Write out the data that follows. Keep every character unchanged.
[PROVIDED RECORDS]
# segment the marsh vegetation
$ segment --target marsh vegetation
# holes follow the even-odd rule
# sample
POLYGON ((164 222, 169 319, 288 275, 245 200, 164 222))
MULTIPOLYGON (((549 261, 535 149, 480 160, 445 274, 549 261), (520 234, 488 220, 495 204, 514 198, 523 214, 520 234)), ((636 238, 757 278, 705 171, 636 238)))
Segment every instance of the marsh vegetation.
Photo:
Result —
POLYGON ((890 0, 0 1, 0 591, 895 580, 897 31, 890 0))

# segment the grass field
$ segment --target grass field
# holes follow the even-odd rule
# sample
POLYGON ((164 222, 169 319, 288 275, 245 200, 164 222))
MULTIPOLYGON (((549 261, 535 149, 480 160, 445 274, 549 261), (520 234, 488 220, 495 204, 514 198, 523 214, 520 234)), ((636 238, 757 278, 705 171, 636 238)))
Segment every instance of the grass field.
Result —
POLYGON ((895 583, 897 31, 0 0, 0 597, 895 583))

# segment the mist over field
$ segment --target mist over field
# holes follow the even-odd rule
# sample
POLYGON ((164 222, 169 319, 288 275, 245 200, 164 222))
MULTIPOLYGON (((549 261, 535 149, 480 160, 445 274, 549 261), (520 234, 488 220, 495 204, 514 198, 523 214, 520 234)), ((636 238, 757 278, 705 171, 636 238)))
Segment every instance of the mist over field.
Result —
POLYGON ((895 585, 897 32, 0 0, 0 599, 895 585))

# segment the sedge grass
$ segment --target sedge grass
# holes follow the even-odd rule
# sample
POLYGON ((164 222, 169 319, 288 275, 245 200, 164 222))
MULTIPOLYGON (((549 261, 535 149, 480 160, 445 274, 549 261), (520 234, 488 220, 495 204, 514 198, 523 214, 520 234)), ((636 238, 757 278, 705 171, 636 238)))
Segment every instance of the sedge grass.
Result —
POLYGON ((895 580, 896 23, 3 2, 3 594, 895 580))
[/PROVIDED RECORDS]
■ TASK OUTPUT
# segment the marsh vegetation
$ segment --target marsh vegetation
# holes follow the even-odd rule
# sample
POLYGON ((164 222, 169 319, 288 275, 245 200, 164 222))
MULTIPOLYGON (((549 261, 535 149, 480 160, 445 274, 549 261), (520 234, 488 220, 495 204, 514 198, 523 214, 520 234)), ((636 238, 757 278, 705 171, 636 238)))
Segment every instance of the marsh vegetation.
Photo:
Result —
POLYGON ((890 0, 0 1, 0 591, 895 580, 897 31, 890 0))

# segment the grass field
$ segment --target grass field
# holes follow the even-odd rule
# sample
POLYGON ((164 222, 169 319, 288 275, 245 200, 164 222))
MULTIPOLYGON (((549 261, 535 149, 480 160, 445 274, 549 261), (520 234, 488 220, 495 204, 514 198, 523 214, 520 234)), ((636 238, 757 278, 705 171, 636 238)))
Segment every instance of the grass field.
Result —
POLYGON ((895 583, 897 31, 0 0, 0 597, 895 583))

# segment the mist over field
$ segment --target mist over field
# holes follow the even-odd rule
# sample
POLYGON ((164 222, 169 319, 288 275, 245 200, 164 222))
MULTIPOLYGON (((549 261, 535 149, 480 160, 445 274, 549 261), (520 234, 488 220, 495 204, 514 198, 523 214, 520 234)), ((636 238, 757 278, 705 171, 636 238)))
Segment every instance of the mist over field.
Result —
POLYGON ((895 585, 897 32, 0 0, 0 599, 895 585))

# segment the sedge grass
$ segment --target sedge grass
# holes follow the even-odd rule
# sample
POLYGON ((164 222, 169 319, 288 275, 245 200, 164 222))
MULTIPOLYGON (((549 261, 535 149, 480 160, 445 274, 549 261), (520 234, 488 220, 495 204, 514 198, 523 214, 520 234)), ((636 238, 757 278, 705 171, 636 238)))
Segment every instance of the sedge grass.
Result —
POLYGON ((895 580, 896 23, 3 2, 3 594, 895 580))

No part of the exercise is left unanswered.